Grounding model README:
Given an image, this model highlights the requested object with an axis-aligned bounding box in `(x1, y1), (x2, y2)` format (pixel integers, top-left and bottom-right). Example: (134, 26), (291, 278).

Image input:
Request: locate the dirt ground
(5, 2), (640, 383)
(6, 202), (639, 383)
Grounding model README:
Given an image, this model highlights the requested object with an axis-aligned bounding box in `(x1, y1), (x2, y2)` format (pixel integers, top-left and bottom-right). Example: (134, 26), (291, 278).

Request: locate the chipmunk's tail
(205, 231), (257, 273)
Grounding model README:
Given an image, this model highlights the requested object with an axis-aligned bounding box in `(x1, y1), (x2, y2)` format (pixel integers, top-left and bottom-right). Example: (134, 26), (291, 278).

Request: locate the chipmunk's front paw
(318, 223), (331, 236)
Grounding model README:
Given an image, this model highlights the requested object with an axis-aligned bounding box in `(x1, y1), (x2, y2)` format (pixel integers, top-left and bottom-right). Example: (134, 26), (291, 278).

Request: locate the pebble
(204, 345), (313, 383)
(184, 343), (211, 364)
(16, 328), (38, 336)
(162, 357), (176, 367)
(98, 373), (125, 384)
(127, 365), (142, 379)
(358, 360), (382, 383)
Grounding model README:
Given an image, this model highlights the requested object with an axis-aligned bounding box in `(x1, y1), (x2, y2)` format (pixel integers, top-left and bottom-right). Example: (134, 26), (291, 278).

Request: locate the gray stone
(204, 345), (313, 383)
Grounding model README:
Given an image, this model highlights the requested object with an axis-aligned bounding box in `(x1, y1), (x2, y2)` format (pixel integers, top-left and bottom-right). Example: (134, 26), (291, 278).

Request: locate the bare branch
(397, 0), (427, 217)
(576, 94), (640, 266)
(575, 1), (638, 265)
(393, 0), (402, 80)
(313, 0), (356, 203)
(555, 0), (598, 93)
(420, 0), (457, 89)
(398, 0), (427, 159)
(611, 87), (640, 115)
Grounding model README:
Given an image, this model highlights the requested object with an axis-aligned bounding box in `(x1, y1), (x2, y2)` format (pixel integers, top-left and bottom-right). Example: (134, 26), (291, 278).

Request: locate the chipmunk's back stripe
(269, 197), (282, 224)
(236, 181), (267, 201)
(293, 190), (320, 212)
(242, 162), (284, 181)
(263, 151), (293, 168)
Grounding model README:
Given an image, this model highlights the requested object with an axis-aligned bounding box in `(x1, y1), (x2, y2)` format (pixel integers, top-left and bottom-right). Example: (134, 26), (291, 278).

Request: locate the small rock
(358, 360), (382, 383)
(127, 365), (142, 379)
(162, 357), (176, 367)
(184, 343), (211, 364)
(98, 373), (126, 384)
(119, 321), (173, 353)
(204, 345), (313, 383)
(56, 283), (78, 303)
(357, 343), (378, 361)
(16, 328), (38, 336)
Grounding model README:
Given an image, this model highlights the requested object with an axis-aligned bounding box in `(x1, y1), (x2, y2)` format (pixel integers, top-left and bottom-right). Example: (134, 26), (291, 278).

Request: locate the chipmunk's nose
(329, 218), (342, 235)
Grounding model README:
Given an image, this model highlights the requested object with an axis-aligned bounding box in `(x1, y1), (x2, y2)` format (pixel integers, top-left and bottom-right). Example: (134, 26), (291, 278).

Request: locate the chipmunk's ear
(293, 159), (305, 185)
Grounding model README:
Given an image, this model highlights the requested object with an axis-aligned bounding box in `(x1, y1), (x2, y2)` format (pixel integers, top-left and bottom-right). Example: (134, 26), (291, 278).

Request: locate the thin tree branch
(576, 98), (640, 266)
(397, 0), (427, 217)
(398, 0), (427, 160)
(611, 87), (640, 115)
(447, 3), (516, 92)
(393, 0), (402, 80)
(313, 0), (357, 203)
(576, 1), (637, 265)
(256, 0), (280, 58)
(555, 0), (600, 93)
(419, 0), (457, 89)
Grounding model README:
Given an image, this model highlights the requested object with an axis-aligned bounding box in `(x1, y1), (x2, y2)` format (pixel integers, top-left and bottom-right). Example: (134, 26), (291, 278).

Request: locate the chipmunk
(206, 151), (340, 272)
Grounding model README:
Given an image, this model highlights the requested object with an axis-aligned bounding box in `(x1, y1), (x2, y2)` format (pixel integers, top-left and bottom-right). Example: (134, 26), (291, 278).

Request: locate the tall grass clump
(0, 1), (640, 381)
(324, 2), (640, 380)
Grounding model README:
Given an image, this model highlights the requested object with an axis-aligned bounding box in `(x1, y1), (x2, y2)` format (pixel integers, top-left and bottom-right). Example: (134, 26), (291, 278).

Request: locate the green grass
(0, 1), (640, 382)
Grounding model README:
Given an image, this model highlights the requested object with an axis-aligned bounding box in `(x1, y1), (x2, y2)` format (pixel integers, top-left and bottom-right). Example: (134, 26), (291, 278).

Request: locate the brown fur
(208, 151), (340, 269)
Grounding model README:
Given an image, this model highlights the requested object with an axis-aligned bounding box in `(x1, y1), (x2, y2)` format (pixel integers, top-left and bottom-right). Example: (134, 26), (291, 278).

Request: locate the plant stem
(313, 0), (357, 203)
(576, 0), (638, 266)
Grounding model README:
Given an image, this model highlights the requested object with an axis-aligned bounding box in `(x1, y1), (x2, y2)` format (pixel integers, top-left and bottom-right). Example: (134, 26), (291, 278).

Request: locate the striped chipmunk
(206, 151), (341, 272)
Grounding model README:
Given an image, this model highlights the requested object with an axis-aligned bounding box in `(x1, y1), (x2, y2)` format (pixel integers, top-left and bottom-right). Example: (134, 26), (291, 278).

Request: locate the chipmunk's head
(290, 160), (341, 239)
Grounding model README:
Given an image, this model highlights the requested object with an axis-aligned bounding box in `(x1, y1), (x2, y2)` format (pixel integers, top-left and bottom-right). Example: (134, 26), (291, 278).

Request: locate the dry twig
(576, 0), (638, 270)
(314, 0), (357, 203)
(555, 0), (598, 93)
◆ ◆ ◆ ◆ ◆
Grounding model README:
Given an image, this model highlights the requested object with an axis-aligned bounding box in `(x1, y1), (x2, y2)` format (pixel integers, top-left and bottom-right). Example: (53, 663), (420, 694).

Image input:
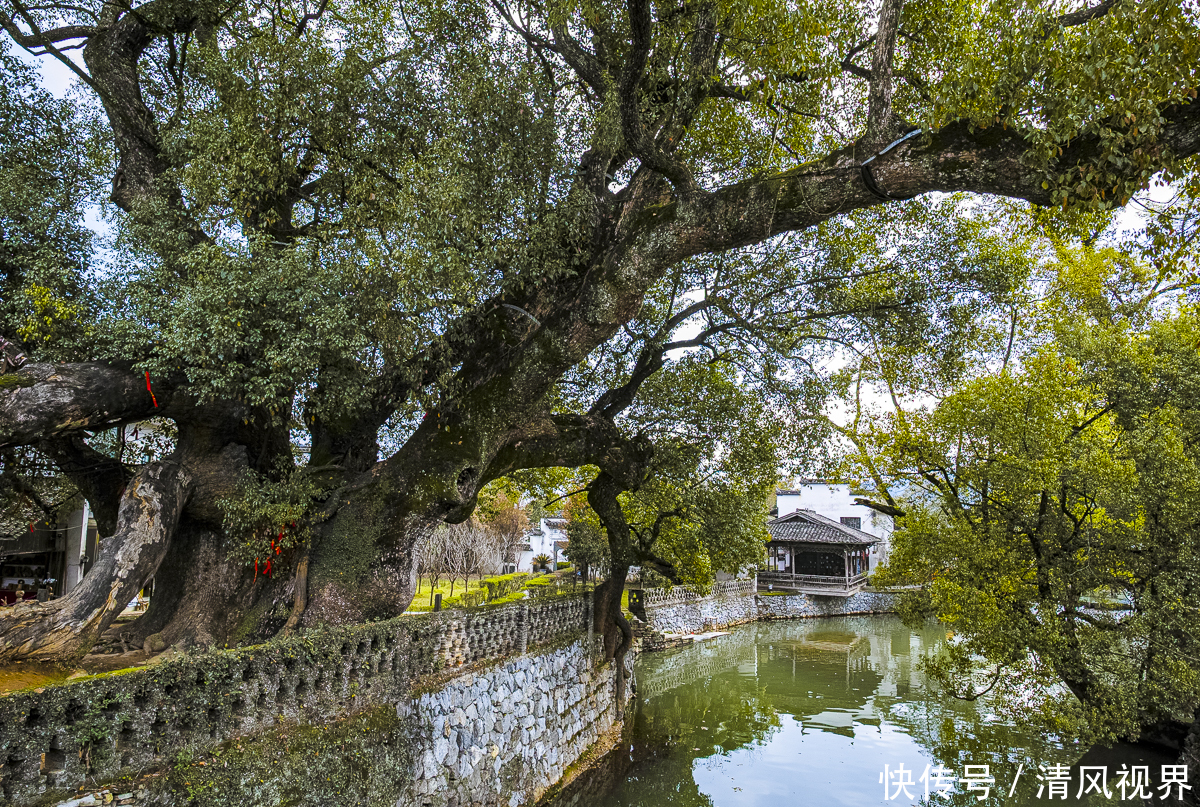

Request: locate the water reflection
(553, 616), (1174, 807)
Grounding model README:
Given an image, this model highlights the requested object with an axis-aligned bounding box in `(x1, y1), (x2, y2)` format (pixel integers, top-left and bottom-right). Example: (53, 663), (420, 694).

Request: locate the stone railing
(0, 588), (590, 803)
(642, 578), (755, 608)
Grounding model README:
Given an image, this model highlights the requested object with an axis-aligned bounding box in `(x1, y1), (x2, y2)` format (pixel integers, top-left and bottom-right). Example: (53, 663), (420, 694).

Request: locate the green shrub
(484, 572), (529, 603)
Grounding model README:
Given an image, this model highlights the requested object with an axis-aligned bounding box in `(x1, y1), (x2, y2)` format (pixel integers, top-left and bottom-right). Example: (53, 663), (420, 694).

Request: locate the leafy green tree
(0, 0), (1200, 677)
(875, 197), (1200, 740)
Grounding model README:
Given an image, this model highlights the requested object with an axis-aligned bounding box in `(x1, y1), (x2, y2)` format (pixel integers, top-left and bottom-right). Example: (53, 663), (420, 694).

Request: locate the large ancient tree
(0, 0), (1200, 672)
◆ ◆ ◆ ◆ ◆
DESCRIPTION OF THE TASK:
Copy every line of the records that contains the word "chipmunk", matching its case exactly.

FINAL RESULT:
Request: locate the chipmunk's tail
Request: locate the chipmunk's front paw
Request: locate the chipmunk's back stripe
Request: locate the chipmunk's nose
Request: locate the chipmunk's ear
Request: locate the chipmunk
Request: locate the striped chipmunk
Request: locate the chipmunk's head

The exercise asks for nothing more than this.